DATA LISTING:
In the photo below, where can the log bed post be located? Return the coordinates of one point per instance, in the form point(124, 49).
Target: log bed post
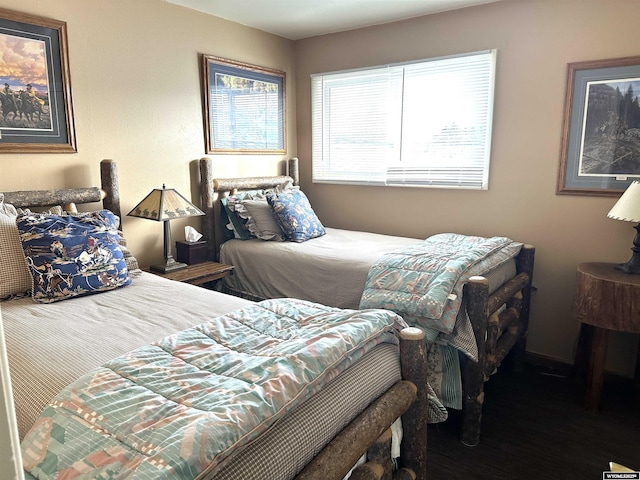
point(208, 207)
point(524, 264)
point(413, 361)
point(476, 291)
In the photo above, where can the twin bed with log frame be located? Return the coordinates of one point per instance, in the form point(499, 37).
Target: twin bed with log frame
point(369, 430)
point(499, 316)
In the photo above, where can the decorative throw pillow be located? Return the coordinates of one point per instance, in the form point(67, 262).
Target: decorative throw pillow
point(260, 219)
point(295, 216)
point(14, 275)
point(236, 226)
point(72, 255)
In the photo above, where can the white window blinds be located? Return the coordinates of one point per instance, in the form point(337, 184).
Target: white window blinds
point(424, 123)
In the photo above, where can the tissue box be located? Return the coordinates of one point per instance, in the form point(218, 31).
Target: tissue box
point(191, 252)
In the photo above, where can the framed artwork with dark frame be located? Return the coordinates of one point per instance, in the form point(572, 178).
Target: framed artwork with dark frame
point(35, 89)
point(601, 131)
point(244, 107)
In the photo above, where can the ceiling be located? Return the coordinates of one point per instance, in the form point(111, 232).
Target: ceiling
point(297, 19)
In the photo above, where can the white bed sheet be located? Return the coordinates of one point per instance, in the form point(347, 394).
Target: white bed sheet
point(50, 345)
point(331, 269)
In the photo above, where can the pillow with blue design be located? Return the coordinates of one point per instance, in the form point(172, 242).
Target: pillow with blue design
point(295, 216)
point(72, 255)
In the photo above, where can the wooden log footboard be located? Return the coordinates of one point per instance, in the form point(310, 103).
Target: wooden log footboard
point(498, 332)
point(408, 399)
point(370, 431)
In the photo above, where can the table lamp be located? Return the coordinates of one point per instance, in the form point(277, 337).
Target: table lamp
point(164, 205)
point(627, 208)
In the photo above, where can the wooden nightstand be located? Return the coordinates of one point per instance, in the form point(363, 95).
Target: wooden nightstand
point(199, 273)
point(605, 299)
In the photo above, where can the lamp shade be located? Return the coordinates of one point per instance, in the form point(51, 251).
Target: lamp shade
point(627, 208)
point(165, 204)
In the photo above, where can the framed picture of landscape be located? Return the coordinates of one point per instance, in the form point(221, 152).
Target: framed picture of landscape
point(244, 107)
point(36, 113)
point(601, 133)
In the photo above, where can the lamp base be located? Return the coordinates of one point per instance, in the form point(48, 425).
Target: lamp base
point(633, 265)
point(170, 266)
point(630, 267)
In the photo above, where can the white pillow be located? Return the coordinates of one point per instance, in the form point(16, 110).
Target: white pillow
point(14, 275)
point(260, 219)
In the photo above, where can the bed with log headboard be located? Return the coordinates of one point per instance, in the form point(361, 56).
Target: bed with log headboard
point(485, 313)
point(122, 373)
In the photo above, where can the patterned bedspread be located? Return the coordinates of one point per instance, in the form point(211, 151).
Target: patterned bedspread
point(178, 407)
point(426, 280)
point(424, 284)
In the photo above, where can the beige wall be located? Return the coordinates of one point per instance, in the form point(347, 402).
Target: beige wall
point(535, 40)
point(137, 98)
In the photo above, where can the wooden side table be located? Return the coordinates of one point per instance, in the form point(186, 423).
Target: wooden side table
point(605, 299)
point(199, 273)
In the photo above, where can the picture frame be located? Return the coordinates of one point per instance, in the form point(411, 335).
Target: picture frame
point(35, 87)
point(600, 153)
point(244, 107)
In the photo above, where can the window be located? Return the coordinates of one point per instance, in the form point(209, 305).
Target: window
point(425, 123)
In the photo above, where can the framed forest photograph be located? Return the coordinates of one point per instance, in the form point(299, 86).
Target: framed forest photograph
point(36, 110)
point(601, 134)
point(244, 107)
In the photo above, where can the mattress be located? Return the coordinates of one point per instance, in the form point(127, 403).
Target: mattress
point(332, 270)
point(50, 345)
point(335, 266)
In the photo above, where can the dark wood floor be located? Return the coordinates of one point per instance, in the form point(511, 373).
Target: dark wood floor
point(534, 426)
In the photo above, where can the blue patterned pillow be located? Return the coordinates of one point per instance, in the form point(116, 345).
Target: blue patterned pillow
point(72, 255)
point(295, 216)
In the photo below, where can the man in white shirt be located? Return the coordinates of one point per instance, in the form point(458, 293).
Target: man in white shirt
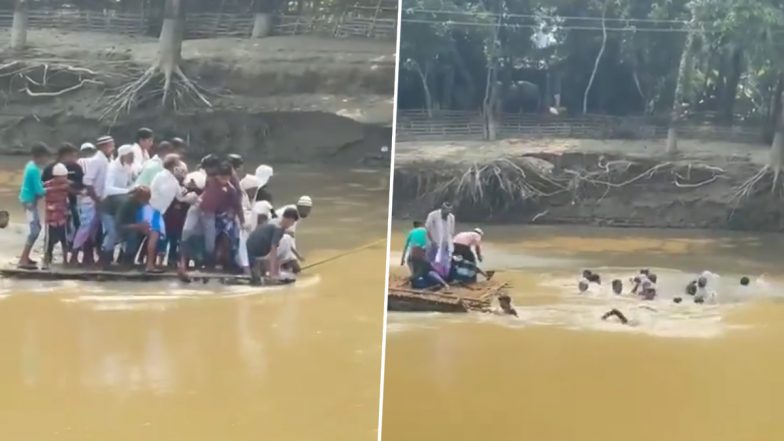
point(141, 149)
point(164, 189)
point(117, 185)
point(440, 225)
point(304, 206)
point(95, 182)
point(154, 165)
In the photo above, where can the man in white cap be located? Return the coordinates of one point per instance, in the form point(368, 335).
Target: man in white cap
point(467, 245)
point(119, 177)
point(94, 184)
point(154, 165)
point(440, 225)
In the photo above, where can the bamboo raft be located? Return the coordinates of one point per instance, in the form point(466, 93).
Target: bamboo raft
point(129, 275)
point(459, 299)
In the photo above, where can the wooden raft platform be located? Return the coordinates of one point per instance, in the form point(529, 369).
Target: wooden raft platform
point(474, 297)
point(129, 275)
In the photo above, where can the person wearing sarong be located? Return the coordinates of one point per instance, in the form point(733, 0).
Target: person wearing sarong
point(119, 177)
point(95, 169)
point(249, 186)
point(164, 189)
point(440, 225)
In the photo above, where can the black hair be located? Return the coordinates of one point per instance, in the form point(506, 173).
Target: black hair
point(224, 169)
point(67, 149)
point(178, 143)
point(165, 146)
point(209, 161)
point(291, 213)
point(40, 150)
point(143, 133)
point(235, 160)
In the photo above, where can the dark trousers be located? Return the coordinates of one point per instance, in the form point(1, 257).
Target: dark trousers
point(55, 234)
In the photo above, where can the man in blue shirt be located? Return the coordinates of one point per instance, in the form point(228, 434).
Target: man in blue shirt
point(31, 191)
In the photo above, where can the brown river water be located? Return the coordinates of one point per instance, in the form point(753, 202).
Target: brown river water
point(162, 361)
point(559, 373)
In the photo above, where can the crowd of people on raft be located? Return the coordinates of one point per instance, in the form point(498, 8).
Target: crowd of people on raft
point(436, 256)
point(139, 205)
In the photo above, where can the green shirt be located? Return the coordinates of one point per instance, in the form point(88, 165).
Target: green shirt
point(417, 238)
point(32, 186)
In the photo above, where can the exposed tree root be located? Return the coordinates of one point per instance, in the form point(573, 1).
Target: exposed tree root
point(171, 85)
point(502, 185)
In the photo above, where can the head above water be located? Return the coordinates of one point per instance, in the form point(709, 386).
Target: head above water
point(304, 205)
point(446, 209)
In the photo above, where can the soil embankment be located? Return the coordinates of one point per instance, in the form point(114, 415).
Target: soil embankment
point(606, 183)
point(285, 99)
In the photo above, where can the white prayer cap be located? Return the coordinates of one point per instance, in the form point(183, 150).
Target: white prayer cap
point(125, 149)
point(104, 140)
point(263, 174)
point(198, 177)
point(249, 182)
point(262, 207)
point(59, 170)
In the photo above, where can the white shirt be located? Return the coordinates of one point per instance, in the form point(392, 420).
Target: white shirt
point(118, 179)
point(149, 171)
point(95, 175)
point(163, 190)
point(279, 212)
point(440, 229)
point(140, 156)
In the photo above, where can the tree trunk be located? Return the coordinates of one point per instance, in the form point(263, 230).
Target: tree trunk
point(170, 43)
point(19, 26)
point(680, 91)
point(730, 89)
point(776, 161)
point(423, 76)
point(598, 59)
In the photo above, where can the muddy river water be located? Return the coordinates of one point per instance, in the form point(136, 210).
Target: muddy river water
point(558, 372)
point(154, 361)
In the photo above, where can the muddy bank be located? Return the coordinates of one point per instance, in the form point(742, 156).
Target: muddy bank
point(590, 188)
point(299, 137)
point(283, 99)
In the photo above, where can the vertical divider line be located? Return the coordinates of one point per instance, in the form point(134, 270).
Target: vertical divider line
point(379, 429)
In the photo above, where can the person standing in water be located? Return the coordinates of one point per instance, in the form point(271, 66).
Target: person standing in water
point(31, 191)
point(468, 245)
point(440, 225)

ACTIVITY: Lines wanted from the listing above: the line with "Target: white pillow" up to and including the line with "In the photo above, where can the beige". Please write them out exactly, adding nothing else.

WRITTEN REPLY:
Target: white pillow
point(14, 275)
point(260, 219)
In the photo above, where can the bed with log headboard be located? Return the coordinates of one point per instance, in the form point(361, 56).
Target: bed with log headboard
point(485, 313)
point(122, 373)
In the photo above, where can the patterned bedspread be located? Return the coordinates of one point per instance, in the form point(211, 151).
Target: patterned bedspread
point(178, 407)
point(426, 280)
point(424, 284)
In the photo above, where can the beige wall be located? Return the coordinates of one point per instance, in the form point(347, 402).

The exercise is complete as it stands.